- Required work
Return only those lines of the listing that hold the word "rough".

- Supplied material
──────────────────────────────

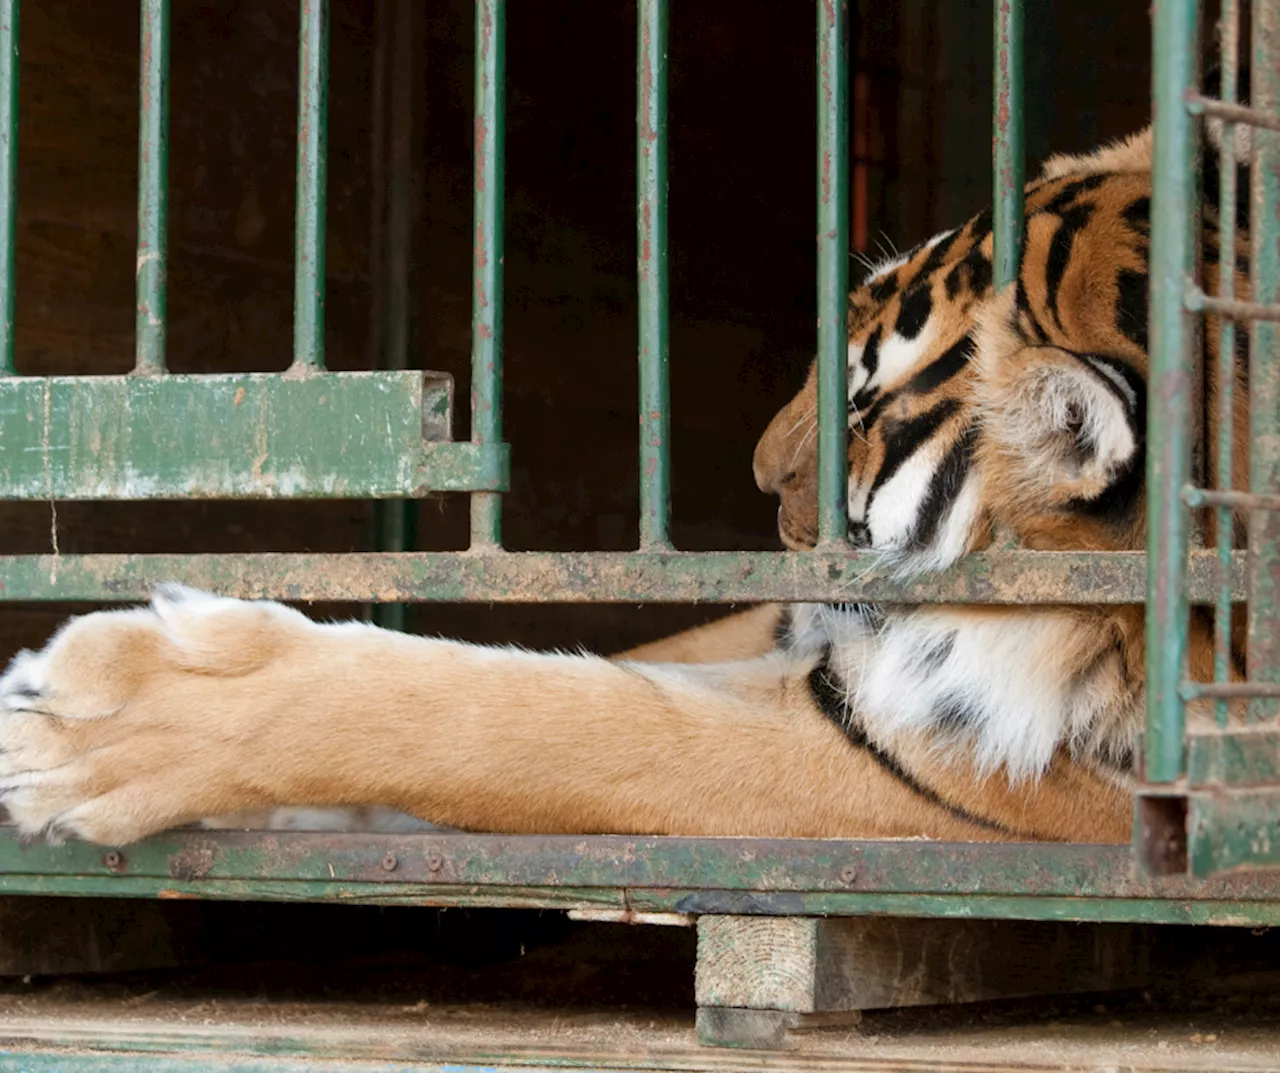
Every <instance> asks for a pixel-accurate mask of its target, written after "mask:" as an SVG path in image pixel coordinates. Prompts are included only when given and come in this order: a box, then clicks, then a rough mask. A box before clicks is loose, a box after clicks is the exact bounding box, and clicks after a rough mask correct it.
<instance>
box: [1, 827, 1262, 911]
mask: <svg viewBox="0 0 1280 1073" xmlns="http://www.w3.org/2000/svg"><path fill="white" fill-rule="evenodd" d="M109 854H110V855H109ZM388 858H390V860H392V863H393V866H394V867H392V868H388V867H387V860H388ZM29 880H38V882H40V885H42V887H44V890H42V892H45V891H47V890H49V886H47V885H49V883H50V882H58V881H65V882H67V885H68V887H69V889H72V887H77V889H81V890H83V889H91V890H93V891H95V892H111V890H113V885H115V886H119V887H122V889H123V890H124V891H128V892H138V891H146V890H147V885H148V883H151V885H152V887H151V889H152V890H156V889H159V890H164V889H166V886H168V885H173V883H182V885H183V890H187V891H195V892H200V891H202V890H207V891H209V896H216V895H219V894H225V892H227V891H228V890H229V887H228V885H232V883H234V885H237V889H243V885H247V883H271V885H275V886H274V887H273V889H271V890H275V889H278V890H280V891H282V892H284V891H285V890H287V886H288V885H291V883H293V885H298V889H300V891H311V892H323V891H324V890H325V887H326V886H328V889H329V890H330V891H332V892H337V891H353V892H356V894H358V895H360V896H370V898H372V896H378V892H379V891H384V892H388V894H393V895H396V896H401V898H406V896H413V895H415V894H416V896H419V898H420V899H422V900H424V901H425V900H426V899H430V898H433V896H435V894H436V892H440V894H443V896H447V898H457V896H458V892H460V891H466V890H467V889H474V890H475V891H476V892H477V894H480V892H483V891H484V890H485V889H488V890H489V892H490V894H497V892H499V891H500V890H503V889H506V890H508V891H536V890H547V891H561V892H568V894H570V896H573V898H580V896H584V895H582V892H584V891H590V890H602V891H620V890H632V889H640V890H663V889H668V890H673V891H684V892H685V894H686V895H691V896H695V898H701V899H703V900H704V901H705V900H709V899H712V898H716V896H717V895H724V894H730V892H732V894H741V892H749V894H756V895H774V896H776V898H777V899H778V901H777V903H776V904H774V905H773V907H767V908H764V909H763V912H778V910H780V908H782V905H783V904H785V903H783V899H785V898H786V896H787V895H796V894H827V895H831V894H841V895H859V896H864V898H867V896H874V895H916V894H918V895H936V896H964V895H968V896H974V898H1012V896H1019V895H1027V894H1028V892H1029V891H1034V895H1033V896H1044V898H1071V899H1079V900H1082V901H1084V900H1094V899H1146V900H1153V901H1160V900H1171V901H1260V900H1267V899H1276V898H1277V895H1280V880H1277V877H1276V876H1268V875H1247V873H1242V875H1236V876H1220V877H1213V878H1208V880H1196V878H1192V877H1187V876H1174V877H1157V878H1148V877H1143V876H1140V875H1138V873H1137V872H1135V869H1134V868H1133V859H1132V857H1130V853H1129V848H1128V846H1126V845H1064V844H1048V843H1020V844H1018V843H1011V844H979V843H919V841H910V840H908V841H900V840H884V841H878V840H852V839H759V837H742V839H737V837H664V836H627V835H598V836H591V837H582V836H580V835H488V834H463V832H422V834H401V835H357V834H302V832H276V831H271V832H259V831H170V832H166V834H163V835H156V836H154V837H151V839H146V840H143V841H141V843H134V844H132V845H127V846H122V848H119V849H116V850H114V851H110V850H109V849H108V848H105V846H100V845H91V844H88V843H79V841H69V843H65V844H64V845H58V846H51V845H46V844H35V845H23V844H22V843H19V841H18V840H17V839H15V837H14V836H13V835H12V832H5V834H4V835H0V891H4V892H13V891H24V890H27V889H28V881H29ZM1276 908H1277V909H1280V901H1277V904H1276ZM701 912H727V910H724V909H721V910H714V909H704V910H701Z"/></svg>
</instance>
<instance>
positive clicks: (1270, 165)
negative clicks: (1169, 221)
mask: <svg viewBox="0 0 1280 1073" xmlns="http://www.w3.org/2000/svg"><path fill="white" fill-rule="evenodd" d="M1252 73H1253V85H1252V91H1251V96H1252V105H1253V108H1256V109H1258V110H1260V111H1263V113H1267V114H1270V115H1280V5H1276V4H1275V3H1261V0H1256V3H1254V4H1253V59H1252ZM1253 146H1254V154H1256V155H1254V161H1253V190H1252V218H1251V228H1252V245H1253V250H1252V257H1251V265H1252V292H1253V293H1252V298H1253V301H1254V302H1257V303H1258V305H1265V306H1271V307H1272V309H1280V131H1276V129H1274V128H1272V129H1266V128H1262V127H1254V128H1253ZM1249 443H1251V449H1249V489H1251V490H1252V492H1256V493H1276V492H1280V323H1276V321H1275V320H1256V321H1253V325H1252V328H1251V330H1249ZM1249 551H1251V556H1249V562H1251V567H1249V638H1248V645H1249V650H1248V661H1247V663H1248V667H1247V670H1248V677H1249V681H1257V682H1280V615H1277V612H1276V608H1277V607H1280V512H1276V511H1260V512H1256V513H1253V515H1251V516H1249ZM1277 713H1280V702H1277V700H1275V699H1257V700H1251V702H1249V704H1248V708H1247V717H1248V718H1249V720H1254V721H1258V720H1270V718H1275V716H1276V714H1277Z"/></svg>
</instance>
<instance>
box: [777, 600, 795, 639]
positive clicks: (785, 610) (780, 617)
mask: <svg viewBox="0 0 1280 1073" xmlns="http://www.w3.org/2000/svg"><path fill="white" fill-rule="evenodd" d="M788 640H791V604H788V603H785V604H782V607H780V608H778V617H777V620H776V621H774V624H773V647H774V648H787V641H788Z"/></svg>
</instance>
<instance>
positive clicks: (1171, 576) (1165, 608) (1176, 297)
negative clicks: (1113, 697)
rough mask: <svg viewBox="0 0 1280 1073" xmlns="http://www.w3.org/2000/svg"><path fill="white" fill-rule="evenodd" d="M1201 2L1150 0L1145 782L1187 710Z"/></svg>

──────────────────────────────

- Reply to the task
Every <instance> asks for a pixel-accurate mask of its target, written after "mask:" as an SVG path in image pixel coordinates. Prompts are included only when given and come in this order: a box, then clicks, then a rough mask. A box before clicks is loose, a box after clicks is the exact bounding box, and clicks after a rough mask correct it.
rough mask: <svg viewBox="0 0 1280 1073" xmlns="http://www.w3.org/2000/svg"><path fill="white" fill-rule="evenodd" d="M1201 2L1150 0L1145 782L1187 710Z"/></svg>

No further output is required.